*Source document*
>>>>
Motions for leave to amend complaint are left to the sound discretion of [the] trial court; the Supreme Court reviews such determinations under an abuse of discretion standard; and, unless convinced that [the] trial judge abused [his/ her] discretion, the Supreme Court is without authority to reverse. Church v. Massey, 697 So.2d 407, 413 (Miss.1997). Grant or denial of [a] motion for leave to amend is within [the] sound discretion of [the] trial court. MBF Corp. v. Century Bus. Communications, Inc., 663 So.2d 595, 600 (Miss.1995); Frank v. Dore, 635 So.2d 1369, 1375 (Miss.1994). Amendments to the pleadings are properly addressed to the discretion of the lower court. Red Enters., Inc. v. Peashooter, Inc., 455 So.2d 793, 796 (Miss.1984); McDonald v. Holmes, 595 So.2d 434, 436 (Miss.1992). Where the plaintiff filed his motion for amendment of declaration setting out its exact terms, and such terms were incorporated into an order which quoted [the] text of [the] motion and which was filed in [the] cause and entered upon [the] minutes of [the] court, [the] amendment was sufficient, as against [the] defendant's contention that [the] original declaration should have been manually amended by interlineation or otherwise. International Order v. Barnes, 204 Miss. 333, 341, 37 So.2d 487 (1948) (overruled on other grounds by Mississippi Baptist Hosp. v. Holmes, 214 Miss. 906, 55 So.2d 142 (1951)). While the trial court has discretion to allow an amendment and should do so freely under the proper circumstances, an amendment should not occur when to do so would prejudice [the] defendant. Hester v. Bandy, 627 So.2d 833, 839 (Miss.1993).

Preferred Risk Mut. Ins. Co. v. Johnson, 730 So.2d 574, 579 (Miss.1998). Thus, in today's case, we may reverse the trial court's denial of the Webbs' motion to amend their pleadings, only upon finding abuse of discretion by the trial court. Otherwise, the trial court's denial of this motion to amend must remain undisturbed.
<<<<
*Tasks*
1. Repeat the stretch of the court excerpt from "Preferred Risk Mut." through "must remain undisturbed.".
2. Using the court excerpt, mark each statement yes or no and quote the words that decide it: (a) The Supreme Court may reverse a trial court's denial of leave to amend without finding an abuse of discretion. (b) An amendment should not occur when it would prejudice the defendant. (c) International Order v. Barnes was decided in 1951.

*Information shown*
>>>>
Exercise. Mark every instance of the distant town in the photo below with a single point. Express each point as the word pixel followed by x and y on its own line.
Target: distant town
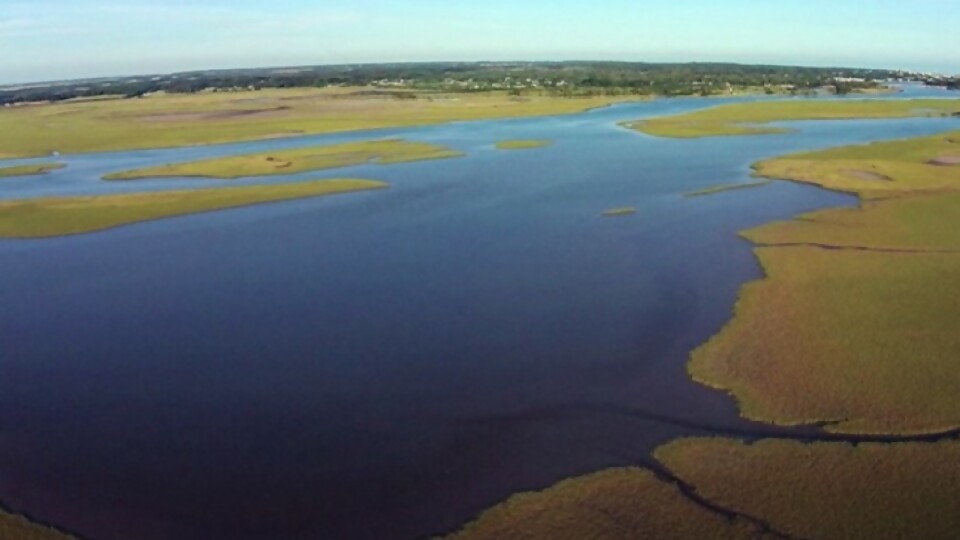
<<<<
*Answers to each task*
1.
Preferred Risk Mut. Ins. Co. v. Johnson, 730 So.2d 574, 579 (Miss.1998). Thus, in today's case, we may reverse the trial court's denial of the Webbs' motion to amend their pleadings, only upon finding abuse of discretion by the trial court. Otherwise, the trial court's denial of this motion to amend must remain undisturbed.

2.
(a) No: "we may reverse the trial court's denial of the Webbs' motion to amend their pleadings, only upon finding abuse of discretion by the trial court."
(b) Yes: "an amendment should not occur when to do so would prejudice [the] defendant."
(c) No: "International Order v. Barnes, 204 Miss. 333, 341, 37 So.2d 487 (1948)"